Source text START

12:30 PM EDT, 06/12/2024 (MT Newswires) -- US consumer inflation unexpectedly stalled in May on a sequential basis while dipping more than forecast at the annual level, government data showed Wednesday, just before the Federal Reserve's monetary policy committee was set to adjourn its June meeting.
The consumer price index was flat last month, easing from a 0.3% increase in April, according to the Bureau of Labor Statistics. Analysts were expecting the pace of monthly inflation to decelerate to 0.1%, according to a Bloomberg-compiled survey. Annually, inflation slowed to 3.3% in May from the prior month's 3.4%, which was the Wall Street consensus.
"The CPI report for May came in a bit better than we dared hope for given the string of disappointing readings to start the year," said BMO Economics Chief US Economist Scott Anderson in a note. "If sustained, it will keep Fed rate-cut expectations that we have penciled in for September and December alive and well."
The Federal Open Market Committee is widely expected to maintain interest rates on Wednesday -- which would mark a seventh consecutive pause -- and again at its July meeting, according to the CME FedWatch Tool. Bets for a September cut jumped to almost 63% from about 47% one day ago, the data showed.
Monthly food price growth edged up to 0.1% from a flat reading in April, while energy prices fell 2% in May after increasing 1.1% in April, the BLS reported. The decline in energy reflected decreases of 3.6% for gasoline and 0.4% for fuel oil. Annually, food prices increased 2.1% and energy rose 3.7%.
Shelter costs inclined 0.4% sequentially for the fourth month in a row in May and more than offset the decline in gasoline, the BLS said. Annually, shelter costs rose 5.4%. US equity markets were rising intraday Wednesday.
Core inflation, which excludes the volatile food and energy components, eased to 0.2% in May from 0.3% in April, the official data showed. Analysts were expecting core inflation to remain unchanged on a monthly basis. At the annual level, core inflation came in at 3.4%, better than the 3.5% average analyst forecast.
"Restrictive monetary policy has more work to do, and the Fed will remain patient and watchful," Anderson said. "However, today's far softer CPI report will go a long way in making the case that it can soon safely ease off the monetary brake pedal without risking another inflation episode."

Source text END

> _What you should do_
According to the inflation article, by how much did energy prices fall in May? Please answer in a few words.

Data shown START

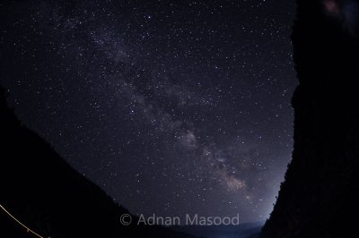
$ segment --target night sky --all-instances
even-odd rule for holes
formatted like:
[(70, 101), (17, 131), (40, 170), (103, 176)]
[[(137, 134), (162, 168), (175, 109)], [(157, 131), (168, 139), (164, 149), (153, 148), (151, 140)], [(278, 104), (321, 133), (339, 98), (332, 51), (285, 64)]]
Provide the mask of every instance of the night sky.
[(24, 124), (134, 214), (267, 217), (293, 149), (294, 0), (28, 2), (0, 4)]

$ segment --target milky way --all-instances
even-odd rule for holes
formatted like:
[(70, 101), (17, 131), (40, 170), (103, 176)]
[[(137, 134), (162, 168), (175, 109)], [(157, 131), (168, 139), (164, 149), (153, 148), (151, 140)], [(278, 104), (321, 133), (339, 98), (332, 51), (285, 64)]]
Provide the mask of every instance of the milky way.
[(5, 1), (1, 81), (131, 212), (263, 220), (293, 147), (293, 2)]

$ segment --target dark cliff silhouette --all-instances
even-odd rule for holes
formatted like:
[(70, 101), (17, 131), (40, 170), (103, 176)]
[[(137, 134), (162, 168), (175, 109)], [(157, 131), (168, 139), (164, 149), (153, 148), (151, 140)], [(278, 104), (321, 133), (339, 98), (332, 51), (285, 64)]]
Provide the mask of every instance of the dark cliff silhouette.
[[(191, 237), (162, 226), (121, 225), (128, 213), (74, 170), (6, 104), (0, 88), (0, 204), (43, 237)], [(0, 237), (36, 237), (0, 209)]]
[(260, 237), (357, 234), (358, 6), (356, 0), (297, 1), (294, 149)]

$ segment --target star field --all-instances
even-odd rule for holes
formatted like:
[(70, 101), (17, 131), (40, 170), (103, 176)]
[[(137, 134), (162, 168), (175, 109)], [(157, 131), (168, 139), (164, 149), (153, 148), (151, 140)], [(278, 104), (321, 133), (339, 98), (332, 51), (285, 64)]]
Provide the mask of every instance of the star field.
[(0, 5), (11, 106), (116, 201), (267, 217), (293, 147), (294, 1)]

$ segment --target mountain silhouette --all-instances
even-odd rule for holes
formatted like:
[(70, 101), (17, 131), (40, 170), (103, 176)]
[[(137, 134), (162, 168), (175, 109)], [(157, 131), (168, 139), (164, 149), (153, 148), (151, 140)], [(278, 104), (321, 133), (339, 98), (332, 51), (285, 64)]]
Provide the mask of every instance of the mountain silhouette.
[(297, 1), (294, 149), (260, 237), (352, 237), (359, 206), (359, 2)]
[[(16, 118), (0, 88), (0, 205), (43, 237), (192, 237), (157, 225), (121, 225), (129, 212), (73, 169)], [(36, 237), (0, 209), (0, 237)]]

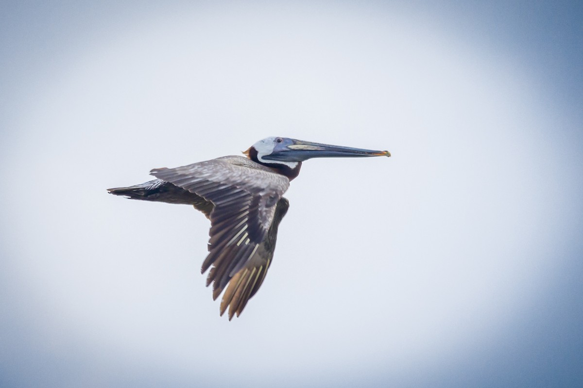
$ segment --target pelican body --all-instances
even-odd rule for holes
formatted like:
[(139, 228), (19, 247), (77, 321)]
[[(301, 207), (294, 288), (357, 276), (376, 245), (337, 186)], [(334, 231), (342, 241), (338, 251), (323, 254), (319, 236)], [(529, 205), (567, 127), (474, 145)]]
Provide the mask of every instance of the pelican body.
[(226, 290), (222, 315), (237, 316), (265, 278), (275, 249), (278, 227), (289, 203), (282, 196), (312, 158), (387, 156), (373, 151), (268, 137), (243, 152), (176, 168), (154, 169), (156, 179), (128, 187), (110, 188), (132, 200), (191, 205), (210, 220), (209, 254), (201, 272), (210, 268), (206, 285), (213, 299)]

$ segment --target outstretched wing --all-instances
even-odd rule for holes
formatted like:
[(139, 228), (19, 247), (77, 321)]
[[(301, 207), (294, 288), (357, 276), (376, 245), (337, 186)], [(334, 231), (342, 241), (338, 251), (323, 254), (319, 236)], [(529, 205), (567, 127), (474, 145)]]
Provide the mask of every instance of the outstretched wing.
[[(275, 242), (278, 237), (278, 227), (283, 216), (287, 212), (289, 202), (282, 198), (278, 202), (266, 238), (259, 244), (255, 252), (241, 270), (233, 276), (229, 283), (227, 290), (223, 295), (220, 302), (220, 315), (229, 307), (229, 319), (230, 321), (236, 314), (238, 316), (245, 308), (249, 299), (255, 295), (265, 279), (267, 270), (271, 264), (275, 250)], [(212, 271), (215, 268), (211, 268)], [(216, 299), (222, 291), (222, 289), (213, 291), (213, 297)]]
[(207, 285), (213, 283), (216, 299), (265, 241), (289, 180), (238, 156), (156, 169), (150, 173), (215, 205), (210, 214), (209, 255), (201, 270), (213, 266)]

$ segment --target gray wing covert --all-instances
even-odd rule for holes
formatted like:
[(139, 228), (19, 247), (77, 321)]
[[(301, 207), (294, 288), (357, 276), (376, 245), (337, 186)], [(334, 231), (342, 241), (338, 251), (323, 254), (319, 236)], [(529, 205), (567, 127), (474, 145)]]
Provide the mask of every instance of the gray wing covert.
[(289, 186), (287, 177), (252, 163), (241, 157), (221, 158), (150, 172), (214, 205), (209, 252), (201, 270), (213, 266), (207, 285), (213, 283), (215, 299), (267, 238), (276, 205)]

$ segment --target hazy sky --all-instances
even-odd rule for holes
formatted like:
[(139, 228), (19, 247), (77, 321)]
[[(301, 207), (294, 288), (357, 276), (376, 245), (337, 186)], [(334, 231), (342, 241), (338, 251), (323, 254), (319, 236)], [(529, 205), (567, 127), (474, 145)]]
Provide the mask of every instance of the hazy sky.
[[(3, 2), (0, 386), (583, 385), (583, 6)], [(306, 162), (239, 318), (209, 223), (109, 187)]]

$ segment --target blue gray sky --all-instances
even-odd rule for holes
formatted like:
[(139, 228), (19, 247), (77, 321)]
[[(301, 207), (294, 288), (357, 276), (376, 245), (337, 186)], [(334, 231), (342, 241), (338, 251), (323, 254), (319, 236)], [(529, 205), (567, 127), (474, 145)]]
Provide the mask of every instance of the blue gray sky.
[[(576, 2), (3, 2), (2, 386), (576, 386)], [(108, 195), (283, 136), (238, 319), (187, 207)]]

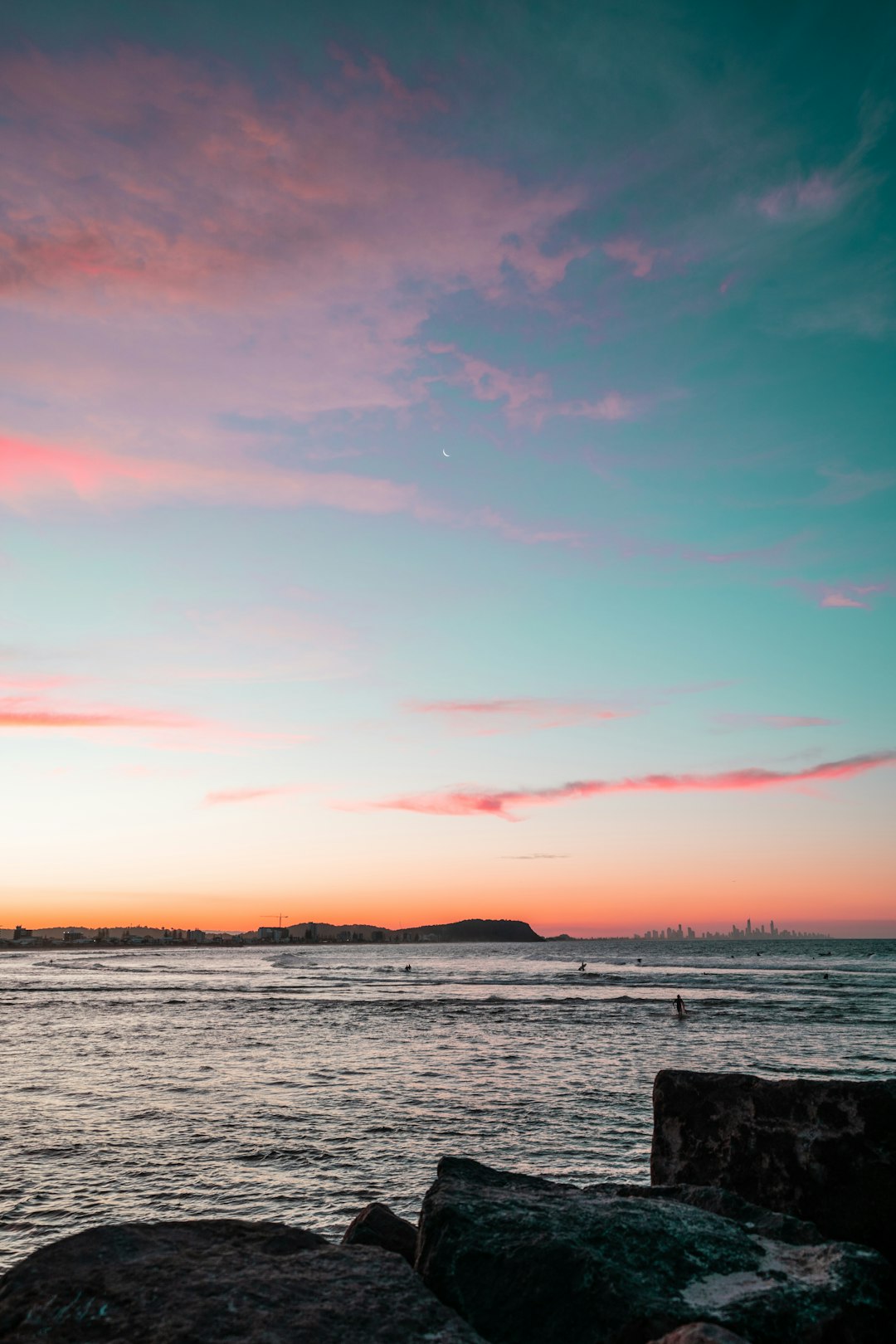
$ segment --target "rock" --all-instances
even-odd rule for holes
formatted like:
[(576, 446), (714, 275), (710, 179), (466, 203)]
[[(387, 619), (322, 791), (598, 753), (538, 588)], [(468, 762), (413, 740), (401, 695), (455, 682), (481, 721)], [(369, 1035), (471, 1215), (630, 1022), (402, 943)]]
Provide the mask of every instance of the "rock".
[(747, 1340), (743, 1335), (732, 1335), (723, 1325), (690, 1321), (689, 1325), (680, 1325), (672, 1335), (664, 1335), (661, 1340), (652, 1340), (650, 1344), (747, 1344)]
[(367, 1204), (345, 1228), (343, 1246), (382, 1246), (384, 1251), (403, 1255), (412, 1266), (416, 1227), (394, 1214), (388, 1204)]
[(896, 1079), (770, 1081), (665, 1068), (656, 1185), (723, 1185), (896, 1263)]
[(0, 1279), (4, 1344), (482, 1344), (398, 1257), (278, 1223), (95, 1227)]
[(418, 1273), (492, 1344), (641, 1344), (695, 1320), (751, 1344), (880, 1344), (891, 1269), (789, 1245), (695, 1204), (439, 1163)]

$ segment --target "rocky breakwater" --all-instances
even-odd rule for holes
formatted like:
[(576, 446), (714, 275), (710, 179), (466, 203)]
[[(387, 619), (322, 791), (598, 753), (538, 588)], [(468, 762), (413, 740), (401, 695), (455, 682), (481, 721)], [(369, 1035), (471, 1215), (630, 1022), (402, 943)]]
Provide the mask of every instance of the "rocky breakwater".
[(416, 1270), (490, 1344), (643, 1344), (693, 1322), (751, 1344), (891, 1337), (883, 1257), (795, 1219), (770, 1235), (766, 1211), (737, 1200), (725, 1216), (717, 1198), (447, 1157), (423, 1202)]
[(650, 1180), (724, 1187), (896, 1265), (896, 1079), (662, 1070)]
[[(79, 1232), (0, 1279), (0, 1341), (883, 1344), (893, 1267), (857, 1243), (888, 1245), (880, 1087), (660, 1074), (665, 1184), (575, 1187), (445, 1157), (418, 1227), (368, 1204), (340, 1246), (232, 1220)], [(822, 1198), (844, 1173), (869, 1219), (854, 1192)]]
[(3, 1344), (482, 1344), (399, 1257), (279, 1223), (122, 1223), (0, 1279)]

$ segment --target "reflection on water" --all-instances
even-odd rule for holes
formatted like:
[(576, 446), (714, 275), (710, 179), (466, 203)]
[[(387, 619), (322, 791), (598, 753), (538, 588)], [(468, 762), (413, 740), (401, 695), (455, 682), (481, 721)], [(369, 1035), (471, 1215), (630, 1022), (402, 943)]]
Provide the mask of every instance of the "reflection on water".
[(883, 941), (0, 954), (0, 1269), (113, 1219), (415, 1218), (446, 1152), (645, 1181), (658, 1068), (892, 1075), (895, 989)]

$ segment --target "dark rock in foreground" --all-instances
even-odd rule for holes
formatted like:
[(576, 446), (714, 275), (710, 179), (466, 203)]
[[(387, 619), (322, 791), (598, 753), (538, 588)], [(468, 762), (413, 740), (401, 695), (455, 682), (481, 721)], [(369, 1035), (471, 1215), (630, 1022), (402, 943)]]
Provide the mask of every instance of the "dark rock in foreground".
[(789, 1245), (677, 1199), (586, 1192), (443, 1159), (418, 1271), (492, 1344), (642, 1344), (705, 1321), (751, 1344), (880, 1344), (889, 1266)]
[(692, 1321), (690, 1325), (680, 1325), (672, 1335), (664, 1335), (661, 1340), (652, 1340), (650, 1344), (747, 1344), (747, 1340), (743, 1335), (732, 1335), (724, 1325)]
[(482, 1344), (398, 1255), (278, 1223), (122, 1223), (0, 1279), (4, 1344)]
[(723, 1185), (896, 1263), (896, 1079), (665, 1068), (653, 1085), (650, 1180)]
[(416, 1227), (394, 1214), (388, 1204), (367, 1204), (345, 1228), (343, 1246), (380, 1246), (384, 1251), (403, 1255), (412, 1266), (416, 1259)]

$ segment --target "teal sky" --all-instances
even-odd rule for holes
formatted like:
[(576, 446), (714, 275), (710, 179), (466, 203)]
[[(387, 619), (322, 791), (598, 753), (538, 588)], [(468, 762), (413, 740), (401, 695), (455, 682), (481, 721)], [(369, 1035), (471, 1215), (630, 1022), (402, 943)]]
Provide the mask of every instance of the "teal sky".
[(4, 8), (0, 926), (896, 930), (895, 26)]

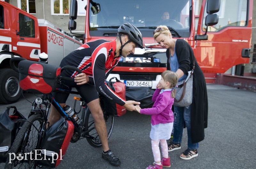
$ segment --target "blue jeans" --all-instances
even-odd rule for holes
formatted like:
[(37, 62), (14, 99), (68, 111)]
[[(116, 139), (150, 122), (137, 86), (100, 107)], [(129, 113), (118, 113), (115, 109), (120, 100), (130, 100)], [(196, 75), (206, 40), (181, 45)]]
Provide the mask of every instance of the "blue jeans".
[(199, 148), (198, 143), (192, 144), (192, 141), (190, 118), (191, 107), (191, 105), (186, 107), (174, 106), (174, 113), (176, 114), (173, 123), (174, 132), (172, 142), (175, 144), (181, 143), (185, 122), (188, 130), (188, 148), (197, 149)]

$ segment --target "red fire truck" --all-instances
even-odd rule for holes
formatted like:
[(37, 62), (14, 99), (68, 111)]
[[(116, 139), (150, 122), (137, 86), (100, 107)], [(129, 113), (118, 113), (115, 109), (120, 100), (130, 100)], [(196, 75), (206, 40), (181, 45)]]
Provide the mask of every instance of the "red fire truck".
[(0, 103), (15, 102), (21, 94), (19, 74), (10, 67), (11, 58), (37, 61), (39, 54), (44, 52), (49, 64), (58, 65), (82, 44), (47, 21), (0, 1)]
[[(111, 75), (141, 93), (139, 89), (155, 89), (161, 73), (166, 70), (166, 49), (153, 38), (157, 26), (166, 25), (173, 38), (190, 44), (206, 82), (212, 83), (217, 73), (249, 62), (252, 3), (253, 0), (208, 0), (207, 6), (207, 0), (88, 0), (84, 41), (113, 40), (121, 25), (128, 22), (136, 26), (142, 34), (144, 48), (121, 58)], [(76, 0), (71, 4), (71, 31), (76, 25)], [(167, 18), (162, 16), (164, 13)]]

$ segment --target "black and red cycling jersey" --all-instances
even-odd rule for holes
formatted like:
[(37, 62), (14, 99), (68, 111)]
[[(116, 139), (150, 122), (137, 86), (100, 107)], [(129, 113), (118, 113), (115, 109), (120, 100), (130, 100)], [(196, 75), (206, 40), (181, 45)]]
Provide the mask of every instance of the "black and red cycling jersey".
[[(95, 85), (98, 92), (123, 106), (125, 101), (115, 94), (105, 82), (107, 77), (117, 64), (120, 58), (114, 58), (116, 48), (115, 40), (92, 40), (83, 44), (64, 58), (60, 66), (62, 67), (70, 65), (79, 68), (89, 77), (88, 82)], [(64, 73), (71, 77), (78, 74), (77, 72), (70, 70), (67, 70)]]

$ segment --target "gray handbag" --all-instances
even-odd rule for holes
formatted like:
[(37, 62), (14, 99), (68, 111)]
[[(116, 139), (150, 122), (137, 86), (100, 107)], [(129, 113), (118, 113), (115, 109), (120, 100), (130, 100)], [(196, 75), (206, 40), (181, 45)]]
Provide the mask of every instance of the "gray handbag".
[[(193, 96), (193, 71), (188, 72), (187, 79), (178, 83), (173, 105), (185, 107), (192, 103)], [(182, 86), (182, 87), (181, 87)]]

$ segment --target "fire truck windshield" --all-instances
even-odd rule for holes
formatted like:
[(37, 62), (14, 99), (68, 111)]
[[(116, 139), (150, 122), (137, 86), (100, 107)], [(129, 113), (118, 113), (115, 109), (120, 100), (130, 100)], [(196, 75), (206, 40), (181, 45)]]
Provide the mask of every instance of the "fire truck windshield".
[[(107, 30), (113, 31), (113, 33), (108, 32), (108, 36), (116, 36), (117, 28), (126, 22), (139, 28), (143, 37), (152, 37), (154, 30), (161, 25), (173, 28), (172, 31), (176, 37), (185, 38), (189, 36), (191, 0), (94, 1), (100, 4), (101, 10), (99, 13), (94, 14), (90, 4), (90, 30), (92, 36), (104, 35), (103, 34)], [(155, 5), (152, 5), (154, 4)]]

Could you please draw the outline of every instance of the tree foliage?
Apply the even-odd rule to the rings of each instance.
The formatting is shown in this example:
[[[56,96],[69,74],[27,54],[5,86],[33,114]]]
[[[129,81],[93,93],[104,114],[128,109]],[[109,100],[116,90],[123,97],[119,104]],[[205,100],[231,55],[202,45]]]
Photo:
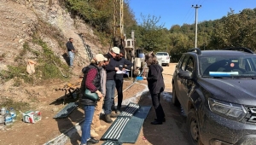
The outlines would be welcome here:
[[[80,16],[106,36],[113,36],[113,0],[64,2],[73,15]],[[174,25],[167,30],[164,25],[159,25],[160,17],[143,14],[143,23],[137,24],[128,2],[124,2],[125,33],[126,38],[131,38],[131,32],[135,32],[136,49],[167,51],[172,55],[172,61],[177,61],[183,52],[195,47],[195,24]],[[197,46],[201,49],[246,47],[256,50],[256,9],[246,9],[238,14],[230,9],[227,15],[219,20],[199,22],[197,28]]]

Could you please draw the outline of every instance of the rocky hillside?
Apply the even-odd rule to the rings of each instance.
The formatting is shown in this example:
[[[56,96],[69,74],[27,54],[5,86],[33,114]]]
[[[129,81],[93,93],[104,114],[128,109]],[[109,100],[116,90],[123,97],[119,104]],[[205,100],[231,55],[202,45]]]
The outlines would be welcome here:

Data shown END

> _Written solution_
Energy prices fell 2% in May.